#### Required work:
All lines in the records that carry the string "below" are to be shown.

#### Provided records:
----------

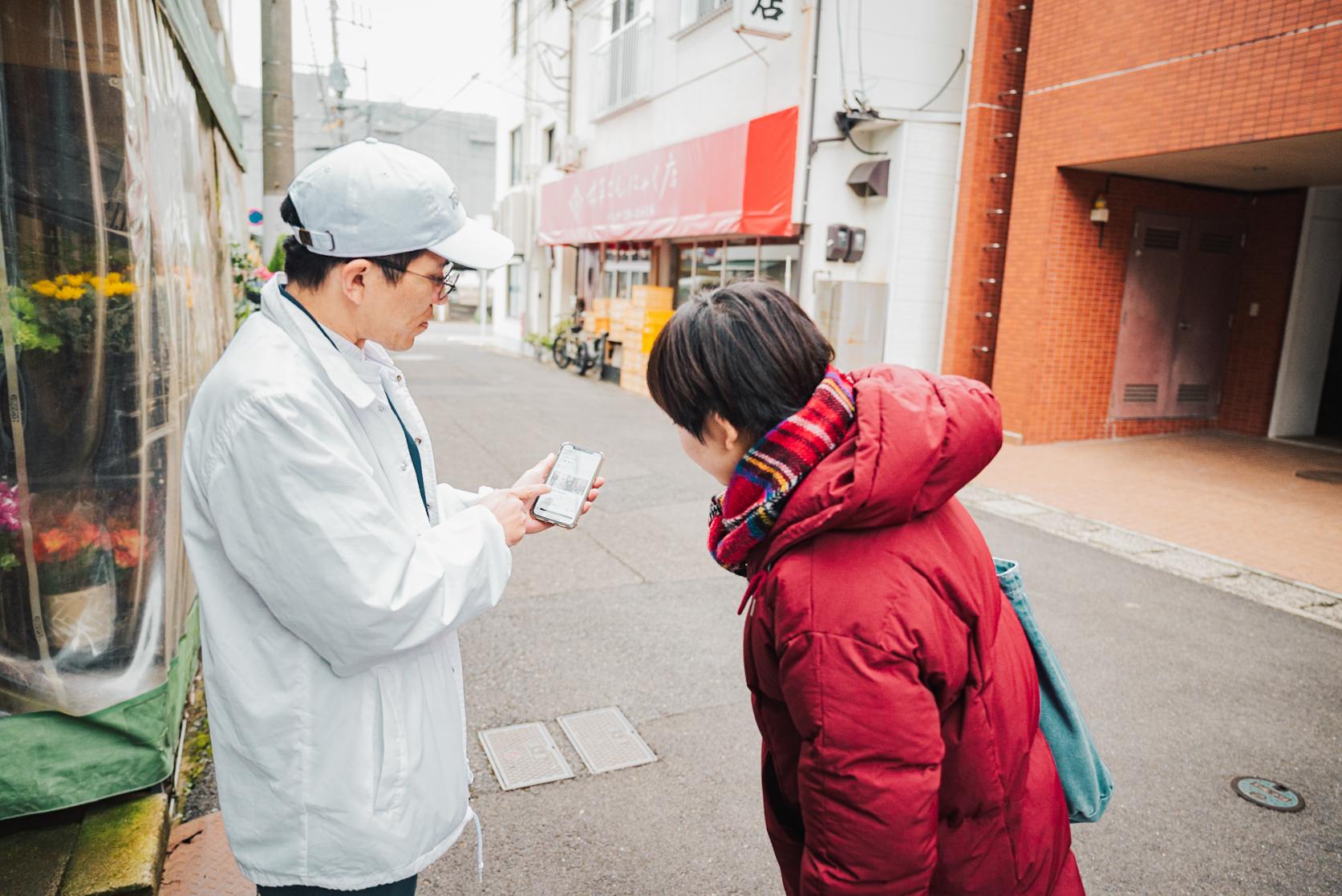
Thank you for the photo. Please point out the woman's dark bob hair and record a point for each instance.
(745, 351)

----------

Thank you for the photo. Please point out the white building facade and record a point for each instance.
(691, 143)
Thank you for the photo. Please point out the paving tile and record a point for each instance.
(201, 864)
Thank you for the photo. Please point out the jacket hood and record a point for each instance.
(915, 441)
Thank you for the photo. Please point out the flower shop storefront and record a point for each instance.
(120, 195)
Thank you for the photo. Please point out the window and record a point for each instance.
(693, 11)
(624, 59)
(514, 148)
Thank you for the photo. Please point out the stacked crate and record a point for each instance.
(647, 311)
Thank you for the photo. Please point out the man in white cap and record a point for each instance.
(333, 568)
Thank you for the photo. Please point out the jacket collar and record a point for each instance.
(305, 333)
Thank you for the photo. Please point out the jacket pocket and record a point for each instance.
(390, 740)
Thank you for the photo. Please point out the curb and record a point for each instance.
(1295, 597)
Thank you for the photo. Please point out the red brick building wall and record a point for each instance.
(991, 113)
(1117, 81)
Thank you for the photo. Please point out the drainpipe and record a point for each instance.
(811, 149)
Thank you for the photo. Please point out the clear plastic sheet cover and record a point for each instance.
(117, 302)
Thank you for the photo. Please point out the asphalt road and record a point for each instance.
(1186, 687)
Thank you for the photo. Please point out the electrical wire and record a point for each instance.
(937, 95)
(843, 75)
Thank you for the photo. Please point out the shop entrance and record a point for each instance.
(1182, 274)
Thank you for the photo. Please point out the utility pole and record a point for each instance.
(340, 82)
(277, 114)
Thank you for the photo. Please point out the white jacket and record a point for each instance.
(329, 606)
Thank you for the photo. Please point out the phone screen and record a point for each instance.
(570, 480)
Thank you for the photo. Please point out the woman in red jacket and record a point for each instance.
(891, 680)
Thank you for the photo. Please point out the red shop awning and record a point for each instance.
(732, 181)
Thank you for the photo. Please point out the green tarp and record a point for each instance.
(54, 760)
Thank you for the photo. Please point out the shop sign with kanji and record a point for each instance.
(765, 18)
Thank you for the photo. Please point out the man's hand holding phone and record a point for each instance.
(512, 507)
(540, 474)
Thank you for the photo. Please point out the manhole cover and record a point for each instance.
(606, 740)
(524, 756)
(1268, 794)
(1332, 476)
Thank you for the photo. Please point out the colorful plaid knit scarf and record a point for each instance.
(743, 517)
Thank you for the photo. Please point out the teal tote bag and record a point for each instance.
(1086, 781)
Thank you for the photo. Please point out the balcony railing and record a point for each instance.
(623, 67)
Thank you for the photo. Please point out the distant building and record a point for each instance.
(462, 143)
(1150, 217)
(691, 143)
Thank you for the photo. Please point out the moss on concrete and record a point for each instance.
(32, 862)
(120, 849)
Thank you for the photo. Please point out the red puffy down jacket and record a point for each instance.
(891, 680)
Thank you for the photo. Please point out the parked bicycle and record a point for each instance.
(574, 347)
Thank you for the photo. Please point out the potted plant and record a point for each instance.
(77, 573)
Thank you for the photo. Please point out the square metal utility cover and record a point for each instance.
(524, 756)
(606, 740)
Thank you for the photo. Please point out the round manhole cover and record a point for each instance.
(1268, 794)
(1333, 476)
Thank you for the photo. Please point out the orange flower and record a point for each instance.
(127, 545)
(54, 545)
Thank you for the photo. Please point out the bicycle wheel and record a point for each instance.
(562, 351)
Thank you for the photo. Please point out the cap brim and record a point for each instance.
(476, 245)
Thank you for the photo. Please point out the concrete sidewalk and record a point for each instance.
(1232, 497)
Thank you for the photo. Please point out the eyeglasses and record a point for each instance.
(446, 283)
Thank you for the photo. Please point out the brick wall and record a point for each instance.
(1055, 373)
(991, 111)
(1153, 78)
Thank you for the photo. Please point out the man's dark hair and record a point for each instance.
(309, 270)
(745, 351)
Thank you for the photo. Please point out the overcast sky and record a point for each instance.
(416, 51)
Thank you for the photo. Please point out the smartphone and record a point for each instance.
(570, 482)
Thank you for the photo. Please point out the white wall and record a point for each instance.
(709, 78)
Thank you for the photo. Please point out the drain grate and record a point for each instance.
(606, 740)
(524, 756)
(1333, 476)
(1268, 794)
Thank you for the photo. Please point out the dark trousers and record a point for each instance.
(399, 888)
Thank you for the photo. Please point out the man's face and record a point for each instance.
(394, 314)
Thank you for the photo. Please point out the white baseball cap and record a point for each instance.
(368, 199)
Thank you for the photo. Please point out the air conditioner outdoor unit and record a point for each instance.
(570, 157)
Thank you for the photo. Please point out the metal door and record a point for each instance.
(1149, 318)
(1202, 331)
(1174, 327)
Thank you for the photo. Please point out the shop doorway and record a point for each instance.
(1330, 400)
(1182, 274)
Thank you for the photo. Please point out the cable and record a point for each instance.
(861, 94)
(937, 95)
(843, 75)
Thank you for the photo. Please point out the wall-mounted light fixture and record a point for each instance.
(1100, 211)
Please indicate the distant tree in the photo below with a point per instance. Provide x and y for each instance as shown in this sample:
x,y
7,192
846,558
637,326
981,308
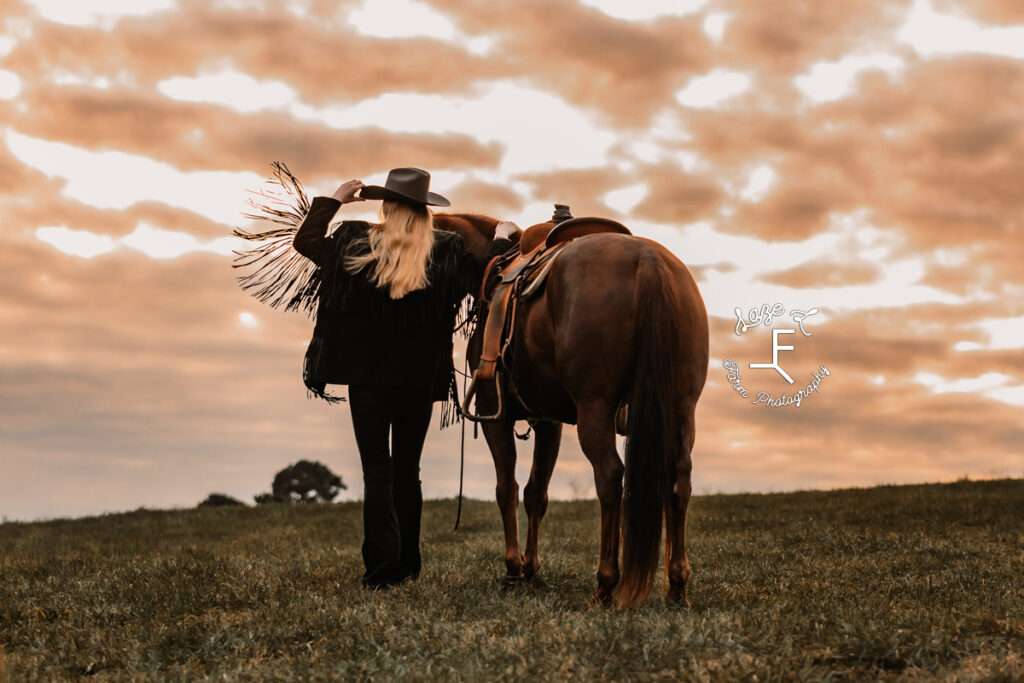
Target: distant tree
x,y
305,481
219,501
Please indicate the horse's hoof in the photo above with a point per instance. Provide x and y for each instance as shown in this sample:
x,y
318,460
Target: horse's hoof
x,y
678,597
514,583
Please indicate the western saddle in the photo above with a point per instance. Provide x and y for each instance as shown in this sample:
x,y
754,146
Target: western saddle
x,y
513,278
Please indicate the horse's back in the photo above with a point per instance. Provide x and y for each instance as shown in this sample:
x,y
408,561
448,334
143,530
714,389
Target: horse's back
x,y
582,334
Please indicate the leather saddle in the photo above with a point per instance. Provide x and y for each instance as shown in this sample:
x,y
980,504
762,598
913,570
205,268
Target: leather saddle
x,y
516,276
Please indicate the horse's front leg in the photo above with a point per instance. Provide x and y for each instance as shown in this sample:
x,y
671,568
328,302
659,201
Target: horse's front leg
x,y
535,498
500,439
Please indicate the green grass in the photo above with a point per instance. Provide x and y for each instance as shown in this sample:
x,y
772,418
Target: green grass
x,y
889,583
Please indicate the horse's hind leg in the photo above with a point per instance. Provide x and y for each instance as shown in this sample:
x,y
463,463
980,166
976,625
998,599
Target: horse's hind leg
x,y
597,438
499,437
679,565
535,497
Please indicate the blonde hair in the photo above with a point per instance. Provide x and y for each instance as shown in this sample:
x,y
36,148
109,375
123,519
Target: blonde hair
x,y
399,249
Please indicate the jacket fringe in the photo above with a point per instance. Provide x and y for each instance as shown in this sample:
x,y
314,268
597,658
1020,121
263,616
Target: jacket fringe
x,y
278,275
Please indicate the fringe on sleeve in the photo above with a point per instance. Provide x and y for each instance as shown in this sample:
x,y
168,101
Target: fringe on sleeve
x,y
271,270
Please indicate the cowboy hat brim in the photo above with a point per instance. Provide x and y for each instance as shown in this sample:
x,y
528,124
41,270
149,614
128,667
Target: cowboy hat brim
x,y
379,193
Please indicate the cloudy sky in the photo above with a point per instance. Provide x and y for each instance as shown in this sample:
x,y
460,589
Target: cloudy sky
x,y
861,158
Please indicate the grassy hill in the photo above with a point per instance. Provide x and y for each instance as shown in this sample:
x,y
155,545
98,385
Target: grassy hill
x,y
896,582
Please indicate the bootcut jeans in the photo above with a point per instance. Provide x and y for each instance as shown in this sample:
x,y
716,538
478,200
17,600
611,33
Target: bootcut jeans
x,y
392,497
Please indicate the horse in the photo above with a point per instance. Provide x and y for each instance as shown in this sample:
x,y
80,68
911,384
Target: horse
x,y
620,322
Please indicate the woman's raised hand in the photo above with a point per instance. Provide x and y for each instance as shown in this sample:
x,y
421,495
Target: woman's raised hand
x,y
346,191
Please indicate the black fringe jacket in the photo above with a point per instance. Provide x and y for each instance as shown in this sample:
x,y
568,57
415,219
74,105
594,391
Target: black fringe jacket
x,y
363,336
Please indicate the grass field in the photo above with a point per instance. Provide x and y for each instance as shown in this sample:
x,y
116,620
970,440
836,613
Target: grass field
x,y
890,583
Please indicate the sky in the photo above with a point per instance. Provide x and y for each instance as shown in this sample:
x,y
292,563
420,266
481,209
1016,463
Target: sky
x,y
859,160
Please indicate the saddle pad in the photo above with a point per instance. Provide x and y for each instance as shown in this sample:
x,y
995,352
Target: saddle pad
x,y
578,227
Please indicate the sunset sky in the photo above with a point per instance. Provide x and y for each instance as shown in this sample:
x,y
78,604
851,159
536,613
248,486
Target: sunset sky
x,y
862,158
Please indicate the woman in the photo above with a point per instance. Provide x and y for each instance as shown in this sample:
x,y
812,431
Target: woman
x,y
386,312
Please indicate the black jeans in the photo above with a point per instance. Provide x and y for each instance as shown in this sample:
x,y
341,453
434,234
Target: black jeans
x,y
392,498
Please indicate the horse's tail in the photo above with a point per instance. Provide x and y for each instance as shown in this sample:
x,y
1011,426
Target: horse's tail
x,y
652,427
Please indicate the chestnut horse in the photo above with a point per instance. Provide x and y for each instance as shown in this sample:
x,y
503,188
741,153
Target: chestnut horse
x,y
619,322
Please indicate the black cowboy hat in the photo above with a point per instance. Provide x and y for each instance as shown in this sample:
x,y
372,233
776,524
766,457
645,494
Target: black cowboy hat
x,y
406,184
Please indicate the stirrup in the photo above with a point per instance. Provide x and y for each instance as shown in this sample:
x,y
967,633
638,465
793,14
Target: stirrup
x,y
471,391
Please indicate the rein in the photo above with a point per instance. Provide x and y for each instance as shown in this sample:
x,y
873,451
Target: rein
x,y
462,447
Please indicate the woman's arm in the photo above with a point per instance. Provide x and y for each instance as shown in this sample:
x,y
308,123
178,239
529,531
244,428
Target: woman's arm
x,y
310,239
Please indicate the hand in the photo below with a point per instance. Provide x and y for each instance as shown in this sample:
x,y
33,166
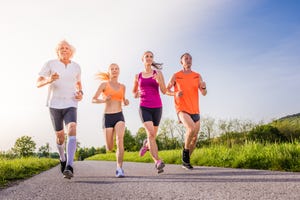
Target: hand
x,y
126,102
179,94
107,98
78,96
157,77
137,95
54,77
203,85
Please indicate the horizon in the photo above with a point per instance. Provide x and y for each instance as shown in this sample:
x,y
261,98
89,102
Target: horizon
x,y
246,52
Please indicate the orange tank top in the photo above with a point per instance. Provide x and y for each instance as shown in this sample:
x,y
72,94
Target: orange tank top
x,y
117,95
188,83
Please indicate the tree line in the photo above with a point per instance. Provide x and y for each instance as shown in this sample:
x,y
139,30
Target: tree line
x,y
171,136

----------

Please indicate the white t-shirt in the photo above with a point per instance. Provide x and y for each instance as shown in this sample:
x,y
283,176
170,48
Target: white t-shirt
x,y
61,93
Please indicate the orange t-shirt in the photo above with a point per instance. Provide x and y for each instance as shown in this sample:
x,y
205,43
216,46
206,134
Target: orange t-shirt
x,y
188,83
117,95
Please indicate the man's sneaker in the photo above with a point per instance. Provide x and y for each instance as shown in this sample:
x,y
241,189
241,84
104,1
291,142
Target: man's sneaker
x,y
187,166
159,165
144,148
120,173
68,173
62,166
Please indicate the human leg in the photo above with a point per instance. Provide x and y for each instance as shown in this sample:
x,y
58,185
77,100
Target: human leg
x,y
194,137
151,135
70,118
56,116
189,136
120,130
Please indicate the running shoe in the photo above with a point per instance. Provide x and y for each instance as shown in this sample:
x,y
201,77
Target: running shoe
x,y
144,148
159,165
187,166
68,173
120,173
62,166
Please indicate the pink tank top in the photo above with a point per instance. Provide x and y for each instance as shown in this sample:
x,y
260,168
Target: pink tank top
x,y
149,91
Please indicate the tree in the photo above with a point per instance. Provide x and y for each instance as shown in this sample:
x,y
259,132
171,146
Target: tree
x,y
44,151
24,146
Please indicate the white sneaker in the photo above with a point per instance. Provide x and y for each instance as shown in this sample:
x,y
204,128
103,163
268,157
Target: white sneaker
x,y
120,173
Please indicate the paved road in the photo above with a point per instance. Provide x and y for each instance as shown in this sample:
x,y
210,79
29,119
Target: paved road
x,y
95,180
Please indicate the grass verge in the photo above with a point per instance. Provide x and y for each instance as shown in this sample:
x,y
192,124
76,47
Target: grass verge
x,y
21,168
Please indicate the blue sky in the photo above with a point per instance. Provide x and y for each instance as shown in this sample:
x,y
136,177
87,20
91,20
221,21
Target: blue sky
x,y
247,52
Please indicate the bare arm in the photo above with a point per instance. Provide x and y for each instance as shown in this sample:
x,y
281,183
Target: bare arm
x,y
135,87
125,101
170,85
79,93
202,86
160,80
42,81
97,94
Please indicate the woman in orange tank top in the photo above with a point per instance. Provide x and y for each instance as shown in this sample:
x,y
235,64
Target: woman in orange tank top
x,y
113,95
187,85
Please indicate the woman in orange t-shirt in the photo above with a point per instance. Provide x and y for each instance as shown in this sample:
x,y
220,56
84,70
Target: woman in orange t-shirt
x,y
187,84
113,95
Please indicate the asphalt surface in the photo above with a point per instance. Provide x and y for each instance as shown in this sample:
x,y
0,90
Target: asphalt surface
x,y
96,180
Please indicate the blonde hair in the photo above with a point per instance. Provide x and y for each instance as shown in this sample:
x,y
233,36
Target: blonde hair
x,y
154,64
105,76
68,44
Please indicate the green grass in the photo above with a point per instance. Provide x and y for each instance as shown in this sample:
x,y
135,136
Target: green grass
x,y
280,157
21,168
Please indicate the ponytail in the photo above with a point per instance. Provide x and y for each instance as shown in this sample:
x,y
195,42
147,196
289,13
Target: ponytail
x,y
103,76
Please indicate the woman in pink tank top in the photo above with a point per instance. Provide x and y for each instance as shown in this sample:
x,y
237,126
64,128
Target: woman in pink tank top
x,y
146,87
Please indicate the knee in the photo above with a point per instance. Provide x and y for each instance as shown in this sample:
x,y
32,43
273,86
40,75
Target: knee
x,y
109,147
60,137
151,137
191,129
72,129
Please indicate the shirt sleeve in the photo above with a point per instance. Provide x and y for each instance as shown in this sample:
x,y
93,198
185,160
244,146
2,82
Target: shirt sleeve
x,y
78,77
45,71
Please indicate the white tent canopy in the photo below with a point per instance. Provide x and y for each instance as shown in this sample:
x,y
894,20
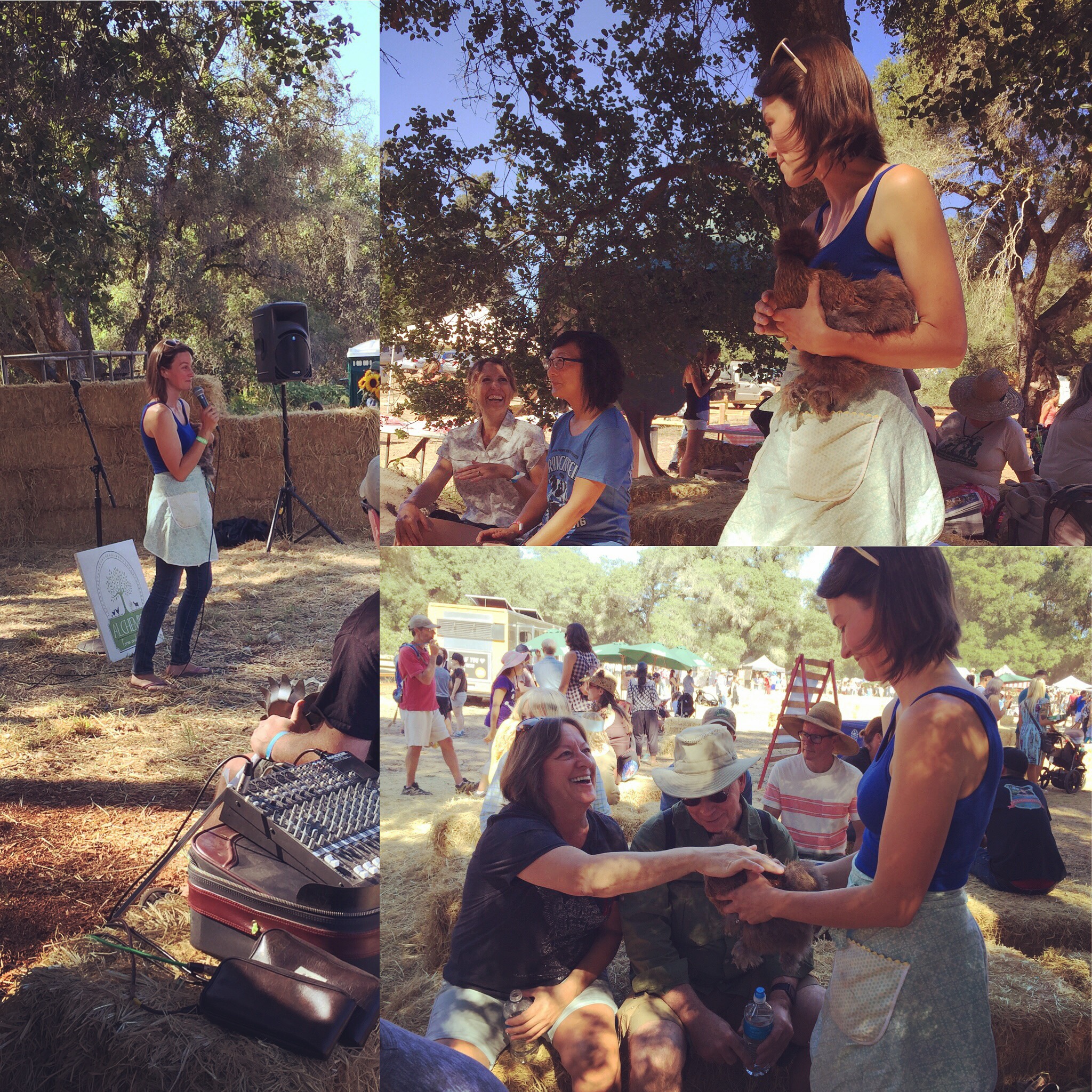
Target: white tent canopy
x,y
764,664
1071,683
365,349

----------

#### Worked solution:
Please indicate the distant tree in the photo below with a point per instance. Provide x and y for each instance as shown in this sample:
Please indicate the hand in the photo below with a point per instance. Provide x and y for each instance as shown in this sample:
Please indicate the white tent canopy in the photo below with a point per instance. Provide x and y for each instance as shown in this sample:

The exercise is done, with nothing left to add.